To-do list -
**A.** Translate this sentence from the statistics tutorial into Spanish: "When conducting inferential statistics, we use two primary metrics for measuring relationships in a data set, namely p-values and effect sizes."
**B.** Reproduce the statistics tutorial from "The objectives of" up to and including "vehicles and pickups.", switching each "highway fuel efficiency" to "city fuel efficiency".
**C.** According to the statistics tutorial, what does the null hypothesis posit?
— Begin Excerpt to read —
The objectives of this tutorial are to:
In research, we often want to know whether groups differ with regard to a particular characteristic. For example, in Tutorial 2 we looked at how particular classes of vehicles differed with regard to highway fuel efficiency. In the dataset that is visualized below, we can see (for example) that there doesn’t seem to be much of a difference in highway fuel efficiency between compact and midsize vehicles. There does, however, seem to be a reasonably large difference in highway fuel efficiency between midsize vehicles and pickups.
library(ggplot2) #import ggplot2
ggplot(data = mpg) + # create plot using the mpg data frame
geom_boxplot(mapping = aes(x = class, y = hwy)) #create boxplots for each vehicle class based on highway fuel efficiency
While visualizing data can help us identify general trends, the use of inferential statistics (such as T-tests) helps us to formally (and more precisely) discuss relationships in the data (such as differences between groups). When conducting inferential statistics, we use two primary metrics for measuring relationships in a data set, namely p-values and effect sizes. These concepts were introduced in Tutorial 3, but will be revisited (and in some cases expanded on) below. For now, our discussions will be limited to measuring differences in a particular characteristic across two groups (e.g., differences in highway fuel efficiency across midsize vehicles and pickups)
When using an inferential statistic to determine whether a difference exists between two groups, it is common practice to use a null hypothesis, which essentially posits that there is no difference between the two groups (e.g., two types of vehicles) with regard to the characteristic of interest (e.g., highway fuel efficiency). The null hypothesis is used purely for statistical reasons - difference tests (such as the ones we will cover in this tutorial) are designed to measure the probability that two sample distributions could actually represent the same distribution. In most cases, researchers presume that there ARE some differences between the groups (this is called the alternative hypothesis), and hope that they can reject the null hypothesis.
— End Excerpt to read —
— Begin Dataset records —
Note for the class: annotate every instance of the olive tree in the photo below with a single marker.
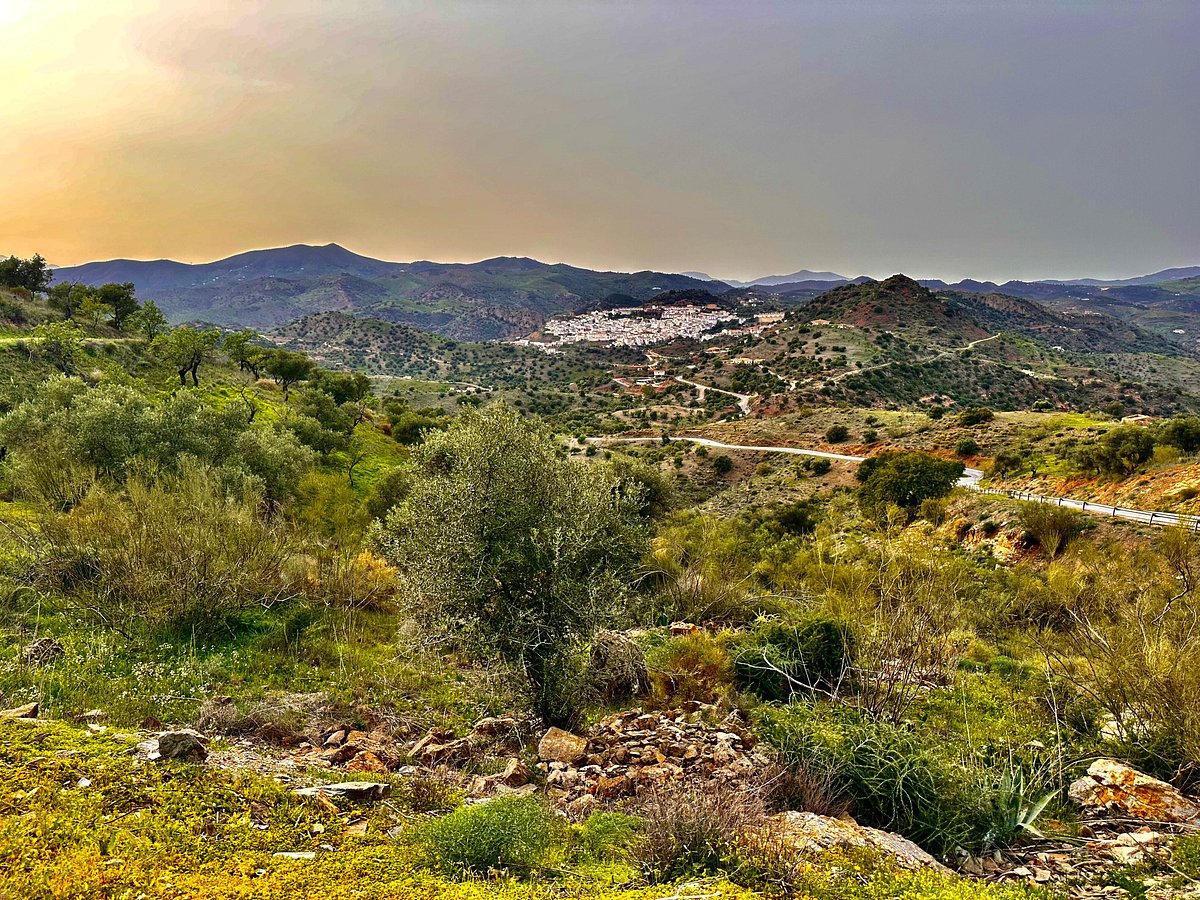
(520, 550)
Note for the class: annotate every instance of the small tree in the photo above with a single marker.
(240, 348)
(67, 298)
(837, 433)
(904, 480)
(522, 551)
(287, 367)
(34, 275)
(185, 349)
(149, 321)
(120, 299)
(93, 310)
(61, 342)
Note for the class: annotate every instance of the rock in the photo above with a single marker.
(515, 774)
(185, 744)
(582, 807)
(42, 652)
(366, 761)
(610, 789)
(1110, 787)
(443, 754)
(27, 712)
(808, 832)
(562, 747)
(357, 791)
(492, 726)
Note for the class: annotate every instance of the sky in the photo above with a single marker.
(993, 139)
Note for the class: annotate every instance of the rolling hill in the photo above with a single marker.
(496, 298)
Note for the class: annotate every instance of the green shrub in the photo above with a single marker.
(690, 667)
(694, 829)
(976, 415)
(606, 834)
(779, 660)
(893, 778)
(1051, 527)
(515, 834)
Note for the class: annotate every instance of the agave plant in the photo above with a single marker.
(1013, 811)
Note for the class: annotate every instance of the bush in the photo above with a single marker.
(837, 433)
(893, 778)
(616, 667)
(799, 517)
(690, 667)
(904, 480)
(1050, 526)
(934, 511)
(514, 834)
(171, 550)
(606, 834)
(976, 415)
(778, 660)
(694, 829)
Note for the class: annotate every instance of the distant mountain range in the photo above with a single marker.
(510, 297)
(504, 297)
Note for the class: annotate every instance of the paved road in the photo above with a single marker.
(743, 399)
(970, 479)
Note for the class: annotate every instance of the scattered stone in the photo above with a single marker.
(185, 744)
(561, 745)
(808, 832)
(493, 726)
(366, 761)
(515, 774)
(42, 652)
(27, 712)
(355, 791)
(1113, 789)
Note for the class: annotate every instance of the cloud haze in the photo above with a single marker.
(1017, 139)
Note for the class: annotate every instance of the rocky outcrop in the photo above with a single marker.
(634, 750)
(185, 745)
(355, 791)
(562, 747)
(808, 833)
(29, 711)
(1113, 789)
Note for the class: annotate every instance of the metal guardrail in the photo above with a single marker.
(1152, 517)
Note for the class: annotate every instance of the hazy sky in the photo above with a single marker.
(993, 139)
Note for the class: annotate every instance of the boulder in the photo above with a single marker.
(515, 774)
(185, 745)
(808, 833)
(357, 791)
(1113, 789)
(27, 712)
(558, 745)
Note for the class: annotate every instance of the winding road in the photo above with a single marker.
(971, 479)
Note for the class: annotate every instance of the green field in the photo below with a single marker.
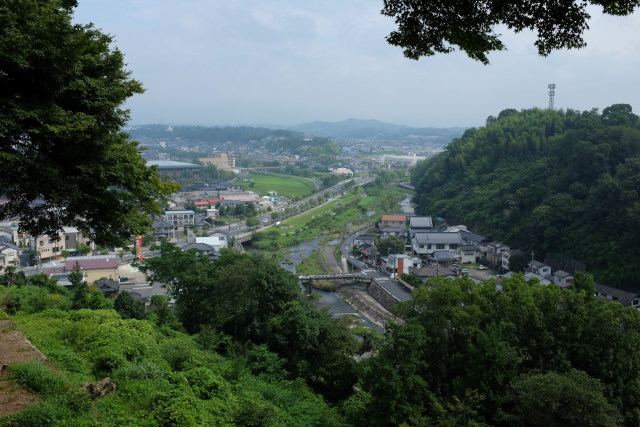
(284, 185)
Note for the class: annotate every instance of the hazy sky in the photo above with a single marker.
(285, 62)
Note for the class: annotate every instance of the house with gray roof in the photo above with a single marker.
(420, 224)
(202, 249)
(563, 279)
(427, 243)
(626, 298)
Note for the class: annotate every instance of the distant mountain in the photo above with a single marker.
(205, 133)
(364, 129)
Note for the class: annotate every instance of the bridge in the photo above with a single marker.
(350, 277)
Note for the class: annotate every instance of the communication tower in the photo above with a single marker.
(552, 93)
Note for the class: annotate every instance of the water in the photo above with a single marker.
(330, 301)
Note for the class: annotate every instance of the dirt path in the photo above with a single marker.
(14, 348)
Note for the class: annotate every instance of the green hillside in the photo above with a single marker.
(548, 181)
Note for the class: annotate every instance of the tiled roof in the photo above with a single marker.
(438, 237)
(420, 222)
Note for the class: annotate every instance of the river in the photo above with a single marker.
(331, 301)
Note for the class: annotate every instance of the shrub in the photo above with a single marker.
(207, 384)
(37, 378)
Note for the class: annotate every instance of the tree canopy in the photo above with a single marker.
(64, 160)
(563, 182)
(429, 27)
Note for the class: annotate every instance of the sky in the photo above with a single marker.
(287, 62)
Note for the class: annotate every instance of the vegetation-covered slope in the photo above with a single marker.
(550, 181)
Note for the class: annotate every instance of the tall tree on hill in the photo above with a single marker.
(429, 27)
(64, 160)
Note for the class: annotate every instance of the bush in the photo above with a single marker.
(207, 384)
(141, 370)
(37, 378)
(181, 353)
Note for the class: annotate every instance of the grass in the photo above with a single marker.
(310, 265)
(284, 185)
(331, 219)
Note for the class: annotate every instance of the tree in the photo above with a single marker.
(429, 27)
(518, 263)
(64, 159)
(391, 245)
(554, 399)
(80, 288)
— End Dataset records —
Responses to the tasks -
**A.** Al realizar estadística inferencial, utilizamos dos métricas principales para medir las relaciones en un conjunto de datos, a saber, los valores p y los tamaños del efecto.

**B.**
The objectives of this tutorial are to:
In research, we often want to know whether groups differ with regard to a particular characteristic. For example, in Tutorial 2 we looked at how particular classes of vehicles differed with regard to city fuel efficiency. In the dataset that is visualized below, we can see (for example) that there doesn’t seem to be much of a difference in city fuel efficiency between compact and midsize vehicles. There does, however, seem to be a reasonably large difference in city fuel efficiency between midsize vehicles and pickups.

**C.** That there is no difference between the two groups with regard to the characteristic of interest.